§ Directions for this task:
In the items from the line with "Query: wet pavement" to the line with "Give the mask of the wet", swap "layout" for "format". Give those lines back with nothing else changed.
***
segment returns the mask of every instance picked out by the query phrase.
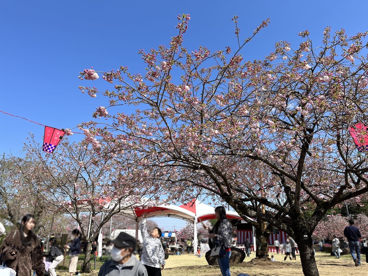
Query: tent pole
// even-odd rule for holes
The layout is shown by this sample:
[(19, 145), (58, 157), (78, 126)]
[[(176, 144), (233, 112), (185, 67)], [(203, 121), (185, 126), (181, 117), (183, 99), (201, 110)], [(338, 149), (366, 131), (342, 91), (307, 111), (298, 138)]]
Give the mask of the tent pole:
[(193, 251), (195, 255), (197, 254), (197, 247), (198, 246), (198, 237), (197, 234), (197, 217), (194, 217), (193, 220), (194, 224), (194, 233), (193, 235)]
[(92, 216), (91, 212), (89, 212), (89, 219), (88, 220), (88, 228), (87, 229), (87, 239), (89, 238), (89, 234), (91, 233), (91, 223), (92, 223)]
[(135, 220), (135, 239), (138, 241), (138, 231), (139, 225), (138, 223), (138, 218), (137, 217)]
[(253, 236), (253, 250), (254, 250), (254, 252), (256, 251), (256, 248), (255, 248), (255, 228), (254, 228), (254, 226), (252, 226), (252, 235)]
***
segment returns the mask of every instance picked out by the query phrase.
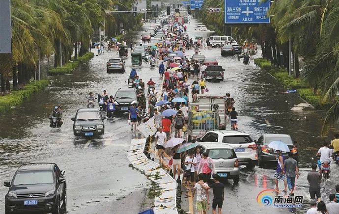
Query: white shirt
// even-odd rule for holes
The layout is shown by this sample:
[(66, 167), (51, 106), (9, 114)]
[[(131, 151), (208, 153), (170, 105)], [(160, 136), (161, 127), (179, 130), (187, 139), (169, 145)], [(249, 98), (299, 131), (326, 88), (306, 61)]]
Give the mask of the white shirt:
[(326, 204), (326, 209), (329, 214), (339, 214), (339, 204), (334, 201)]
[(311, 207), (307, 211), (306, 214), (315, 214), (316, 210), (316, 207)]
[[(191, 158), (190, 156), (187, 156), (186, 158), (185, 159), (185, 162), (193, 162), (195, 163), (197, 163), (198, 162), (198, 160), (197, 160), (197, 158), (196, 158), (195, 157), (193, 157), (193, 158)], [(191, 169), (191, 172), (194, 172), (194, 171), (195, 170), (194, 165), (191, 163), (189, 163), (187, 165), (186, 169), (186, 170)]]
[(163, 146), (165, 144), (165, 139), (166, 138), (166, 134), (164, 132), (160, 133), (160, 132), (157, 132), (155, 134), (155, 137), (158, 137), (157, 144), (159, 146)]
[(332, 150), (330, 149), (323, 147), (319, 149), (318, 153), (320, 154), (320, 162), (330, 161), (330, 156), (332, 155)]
***
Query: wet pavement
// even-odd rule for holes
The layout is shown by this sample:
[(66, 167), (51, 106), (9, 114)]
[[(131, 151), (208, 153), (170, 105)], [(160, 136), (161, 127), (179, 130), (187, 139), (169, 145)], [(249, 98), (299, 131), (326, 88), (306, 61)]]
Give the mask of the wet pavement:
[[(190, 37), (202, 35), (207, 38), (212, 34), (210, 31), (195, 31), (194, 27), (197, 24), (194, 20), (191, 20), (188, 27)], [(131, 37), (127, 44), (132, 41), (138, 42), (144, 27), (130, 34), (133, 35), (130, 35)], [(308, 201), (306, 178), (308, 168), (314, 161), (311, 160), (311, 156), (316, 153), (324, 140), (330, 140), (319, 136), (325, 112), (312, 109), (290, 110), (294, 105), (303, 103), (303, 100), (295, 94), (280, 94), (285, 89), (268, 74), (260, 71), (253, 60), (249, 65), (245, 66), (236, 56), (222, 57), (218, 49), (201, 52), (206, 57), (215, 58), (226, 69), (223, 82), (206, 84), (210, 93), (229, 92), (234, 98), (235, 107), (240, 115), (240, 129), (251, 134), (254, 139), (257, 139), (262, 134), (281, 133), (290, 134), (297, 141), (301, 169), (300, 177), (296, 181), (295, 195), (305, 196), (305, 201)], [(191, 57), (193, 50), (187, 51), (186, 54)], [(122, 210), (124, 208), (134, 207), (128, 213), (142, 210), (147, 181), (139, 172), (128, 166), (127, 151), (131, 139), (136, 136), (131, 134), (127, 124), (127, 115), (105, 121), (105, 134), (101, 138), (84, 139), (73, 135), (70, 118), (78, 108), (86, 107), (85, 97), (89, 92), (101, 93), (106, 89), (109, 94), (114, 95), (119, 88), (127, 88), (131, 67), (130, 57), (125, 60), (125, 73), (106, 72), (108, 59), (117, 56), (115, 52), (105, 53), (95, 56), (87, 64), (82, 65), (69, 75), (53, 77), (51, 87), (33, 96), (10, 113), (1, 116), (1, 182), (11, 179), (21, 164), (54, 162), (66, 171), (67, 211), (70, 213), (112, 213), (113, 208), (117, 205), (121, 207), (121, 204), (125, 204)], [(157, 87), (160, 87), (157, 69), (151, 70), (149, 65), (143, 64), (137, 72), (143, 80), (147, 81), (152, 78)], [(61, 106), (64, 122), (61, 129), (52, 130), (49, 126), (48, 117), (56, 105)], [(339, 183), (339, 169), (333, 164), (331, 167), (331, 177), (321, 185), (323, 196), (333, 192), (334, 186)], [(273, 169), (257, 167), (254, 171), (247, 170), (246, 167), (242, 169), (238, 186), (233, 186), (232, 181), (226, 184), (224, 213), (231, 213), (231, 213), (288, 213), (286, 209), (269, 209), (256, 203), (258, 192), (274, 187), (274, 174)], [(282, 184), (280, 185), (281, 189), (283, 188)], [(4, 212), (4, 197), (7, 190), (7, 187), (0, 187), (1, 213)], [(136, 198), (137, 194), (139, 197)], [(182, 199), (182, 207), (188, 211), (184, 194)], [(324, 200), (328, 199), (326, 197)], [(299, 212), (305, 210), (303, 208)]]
***
§ Written response:
Query: wet pavement
// even-odd rule for holes
The format is shown by this sample:
[(66, 167), (51, 106), (9, 114)]
[[(131, 151), (208, 153), (170, 105)], [(160, 136), (161, 127), (179, 130), (187, 139), (169, 145)], [(249, 98), (299, 131), (326, 88), (306, 61)]]
Give the mask of the wet pavement:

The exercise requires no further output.